(Beginning of SELECTED EXCERPT)

By Ulli Hain, Lumina Corps.
As a statistical geneticist, Dr. Jung-Ying Tzeng, Professor of Statistics at North Carolina State University and an affiliate faculty member of the Penn Neurodegeneration Genomics Center (PNGC) faculty, enjoys tackling big challenges in omics.
“The work is motivated by what’s encountered in real life. You look at the needs from the biological side and come up with solutions,” says Dr. Tzeng. “I appreciate that the field of genetics moves rapidly so there are always new challenges.”
Nowhere are these challenges truer than in Alzheimer’s disease (AD), where about half of the heritability in the late onset form remains unaccounted for. One area ripe for exploration is copy number variations (CNVs), which are segments of the genome that are deleted or duplicated. Ranging from ten base pairs to megabases, they can change the “dosage” of genes and either protect against or increase the risk of disease.
CNV analysis is complex, as both the length of the CNV and the number of copies matter. Because CNVs span multiple base pairs and may only partially overlap between people, there is no natural definition for a CNV locus. Yet, conventional kernel association methods, useful tools for aggregate analysis for rare CNVs, require one to arbitrarily define the CNV locus, which can lead to inconsistencies between studies.
“Each of us has CNVs at different beginning and end positions so they’re not well aligned across individuals,” said Dr. Tzeng. “We should respect that that’s what nature looks like and consider it in the analysis.”
To address this issue, Dr. Tzeng’s group developed a curve-based approach called CONCUR that eliminates the CNV locus definition requirement. Instead, an individual’s CNV information is modeled as continuous events over a genomic region. It is depicted in a “CNV profile curve,” where a straight line represents the baseline of two copy numbers, and a duplication is visualized as a hump and a deletion as a trough.
These curves are superimposed between individuals to quantify the CNV similarities via the common area under the curve, which takes into account both CNV length and number of copies. A score-based variance component test then determines the association between the CNV profiles and the phenotype—in this case, AD status.
The curve-based approach has implications for all CNV analyses, not just those related to AD. In a series of test analyses published in 2020, the curve-based CONCUR method outperformed other kernel-based approaches. CONCUR is freely available as an R-package on CRAN.

(End of SELECTED EXCERPT)
(Beginning of DATA EXTRACTS)

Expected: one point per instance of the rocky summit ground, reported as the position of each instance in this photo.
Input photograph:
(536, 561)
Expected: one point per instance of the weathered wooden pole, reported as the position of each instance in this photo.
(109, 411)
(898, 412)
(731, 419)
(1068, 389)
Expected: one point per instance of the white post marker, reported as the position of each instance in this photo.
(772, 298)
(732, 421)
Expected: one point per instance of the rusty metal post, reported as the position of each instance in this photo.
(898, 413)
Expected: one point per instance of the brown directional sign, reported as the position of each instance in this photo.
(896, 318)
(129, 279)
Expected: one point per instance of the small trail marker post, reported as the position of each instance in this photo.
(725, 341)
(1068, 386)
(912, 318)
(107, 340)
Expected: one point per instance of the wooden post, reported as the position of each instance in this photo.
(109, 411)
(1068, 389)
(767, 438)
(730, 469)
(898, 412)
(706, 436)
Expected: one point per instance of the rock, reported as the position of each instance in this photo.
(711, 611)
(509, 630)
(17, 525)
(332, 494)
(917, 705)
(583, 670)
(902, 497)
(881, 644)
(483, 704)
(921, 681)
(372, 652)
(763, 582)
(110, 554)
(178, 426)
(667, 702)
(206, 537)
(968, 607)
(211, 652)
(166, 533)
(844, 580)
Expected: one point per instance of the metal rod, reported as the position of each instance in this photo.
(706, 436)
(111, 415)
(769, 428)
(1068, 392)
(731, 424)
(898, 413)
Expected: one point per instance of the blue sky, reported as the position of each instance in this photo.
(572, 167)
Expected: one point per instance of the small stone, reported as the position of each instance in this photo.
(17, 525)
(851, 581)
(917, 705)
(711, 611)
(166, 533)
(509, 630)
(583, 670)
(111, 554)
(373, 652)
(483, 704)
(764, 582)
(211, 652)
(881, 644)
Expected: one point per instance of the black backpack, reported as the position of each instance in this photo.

(End of DATA EXTRACTS)

WORK INSTRUCTION 1 =
Print the passage of the CNV article starting at "These curves are" and ending at "case, AD status.".
WORK INSTRUCTION 2 =
Answer these questions from the CNV article:
(a) What share of the heritability in late-onset Alzheimer's disease remains unaccounted for?
(b) How is a deletion shown on a CNV profile curve?
(c) In what form is CONCUR freely available?
WORK INSTRUCTION 3 =
Recast the paragraph of the CNV article beginning "To address this issue" as a short list that keeps its main facts.

EXERCISE SOLUTION 1 =
These curves are superimposed between individuals to quantify the CNV similarities via the common area under the curve, which takes into account both CNV length and number of copies. A score-based variance component test then determines the association between the CNV profiles and the phenotype—in this case, AD status.

EXERCISE SOLUTION 2 =
(a) About half.
(b) As a trough.
(c) As an R-package on CRAN.

EXERCISE SOLUTION 3 =
- Dr. Tzeng's group developed CONCUR, a curve-based approach that removes the need to define a CNV locus.
- It models an individual's CNV information as continuous events over a genomic region.
- This information is shown as a "CNV profile curve."
- On the curve, a straight line marks the baseline of two copy numbers, a duplication appears as a hump, and a deletion appears as a trough.